**Given instruction:**
Copy out, exactly as written, only the line containing "For every instance of the short" and the lines after it through the end of the records.

**Records provided:**
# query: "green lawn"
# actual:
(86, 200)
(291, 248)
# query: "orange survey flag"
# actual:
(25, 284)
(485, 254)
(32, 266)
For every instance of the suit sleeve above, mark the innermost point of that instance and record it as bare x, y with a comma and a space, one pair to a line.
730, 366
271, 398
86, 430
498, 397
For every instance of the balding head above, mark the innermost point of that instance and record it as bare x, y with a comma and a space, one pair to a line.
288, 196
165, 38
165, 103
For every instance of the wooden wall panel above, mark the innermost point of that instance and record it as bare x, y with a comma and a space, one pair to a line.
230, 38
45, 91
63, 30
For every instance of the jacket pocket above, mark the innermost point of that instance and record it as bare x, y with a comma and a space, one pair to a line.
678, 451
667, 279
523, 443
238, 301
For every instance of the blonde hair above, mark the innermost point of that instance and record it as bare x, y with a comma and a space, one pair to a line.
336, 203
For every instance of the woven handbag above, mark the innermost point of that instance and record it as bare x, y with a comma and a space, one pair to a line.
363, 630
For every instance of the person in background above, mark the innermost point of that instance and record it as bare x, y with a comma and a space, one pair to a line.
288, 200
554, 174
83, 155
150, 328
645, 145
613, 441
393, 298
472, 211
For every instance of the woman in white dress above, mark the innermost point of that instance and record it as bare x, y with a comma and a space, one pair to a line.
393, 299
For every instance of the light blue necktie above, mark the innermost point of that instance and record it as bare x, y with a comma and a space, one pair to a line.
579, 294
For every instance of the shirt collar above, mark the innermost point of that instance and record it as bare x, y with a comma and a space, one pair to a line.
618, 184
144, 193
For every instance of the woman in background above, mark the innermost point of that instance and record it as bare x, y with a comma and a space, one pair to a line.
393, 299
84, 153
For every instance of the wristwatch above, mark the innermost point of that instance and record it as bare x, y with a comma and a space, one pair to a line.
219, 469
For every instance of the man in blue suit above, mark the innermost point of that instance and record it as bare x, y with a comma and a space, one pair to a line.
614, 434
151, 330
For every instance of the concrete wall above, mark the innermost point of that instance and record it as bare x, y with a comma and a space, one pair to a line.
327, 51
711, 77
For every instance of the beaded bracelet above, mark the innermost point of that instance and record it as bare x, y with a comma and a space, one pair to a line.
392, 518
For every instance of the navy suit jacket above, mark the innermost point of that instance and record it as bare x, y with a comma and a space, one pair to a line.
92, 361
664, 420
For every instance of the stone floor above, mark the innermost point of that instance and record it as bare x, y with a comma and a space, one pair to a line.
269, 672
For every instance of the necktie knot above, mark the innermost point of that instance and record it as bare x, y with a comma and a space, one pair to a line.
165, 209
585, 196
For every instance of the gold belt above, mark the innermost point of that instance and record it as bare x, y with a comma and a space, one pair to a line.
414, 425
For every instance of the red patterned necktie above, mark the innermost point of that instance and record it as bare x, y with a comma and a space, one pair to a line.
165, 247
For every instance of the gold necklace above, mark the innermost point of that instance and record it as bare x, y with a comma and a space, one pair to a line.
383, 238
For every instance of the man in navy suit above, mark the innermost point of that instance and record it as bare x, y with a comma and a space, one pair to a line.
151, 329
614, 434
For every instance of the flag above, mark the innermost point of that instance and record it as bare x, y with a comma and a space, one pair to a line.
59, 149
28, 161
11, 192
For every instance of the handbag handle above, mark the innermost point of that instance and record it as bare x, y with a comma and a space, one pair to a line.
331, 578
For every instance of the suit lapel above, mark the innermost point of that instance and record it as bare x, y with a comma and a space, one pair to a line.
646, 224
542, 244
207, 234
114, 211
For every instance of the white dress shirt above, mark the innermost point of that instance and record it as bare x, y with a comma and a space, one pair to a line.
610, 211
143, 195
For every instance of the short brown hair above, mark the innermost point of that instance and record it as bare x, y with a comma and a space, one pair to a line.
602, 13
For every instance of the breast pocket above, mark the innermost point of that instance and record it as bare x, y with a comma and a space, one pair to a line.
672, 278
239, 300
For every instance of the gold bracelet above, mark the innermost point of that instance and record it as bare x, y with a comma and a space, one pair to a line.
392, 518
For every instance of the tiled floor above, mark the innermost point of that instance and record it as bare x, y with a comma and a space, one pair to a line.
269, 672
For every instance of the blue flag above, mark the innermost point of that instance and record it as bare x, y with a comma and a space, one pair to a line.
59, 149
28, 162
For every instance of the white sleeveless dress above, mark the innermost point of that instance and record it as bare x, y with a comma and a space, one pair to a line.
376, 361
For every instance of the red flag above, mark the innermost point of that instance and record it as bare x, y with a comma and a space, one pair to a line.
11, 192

**Exercise result:**
For every instance of the short brown hair above, mark the innermost point of that instance and record it as bare x, y with a comma and a space, one pair to a line.
602, 13
For every instance of the breast pocket above, mark the innermost point of that instance and record it as bare x, y with a comma and a space, one pair to a line.
672, 278
239, 300
For every instance of the gold bracelet above, mark the innermost point of that instance and record it as bare x, y with a comma and a space, one pair to a line.
392, 518
For every instance of the tiled floor above, mark the innermost point of that instance and record it as bare x, y with a comma and a space, one pair to a line.
269, 672
For every instance of the blue flag above, mark the innermost point of that instance and record it as bare x, y with a comma and a space, one pair to a line.
59, 149
28, 162
For every instance of the white sleeveless dress above, mark the innermost point of that instance and record it as bare x, y with a comma and a space, one pair to a line.
376, 361
For every instance of the red flag above, mark the innermost point of that instance and record it as bare x, y with a comma and a space, one pair to a line.
11, 192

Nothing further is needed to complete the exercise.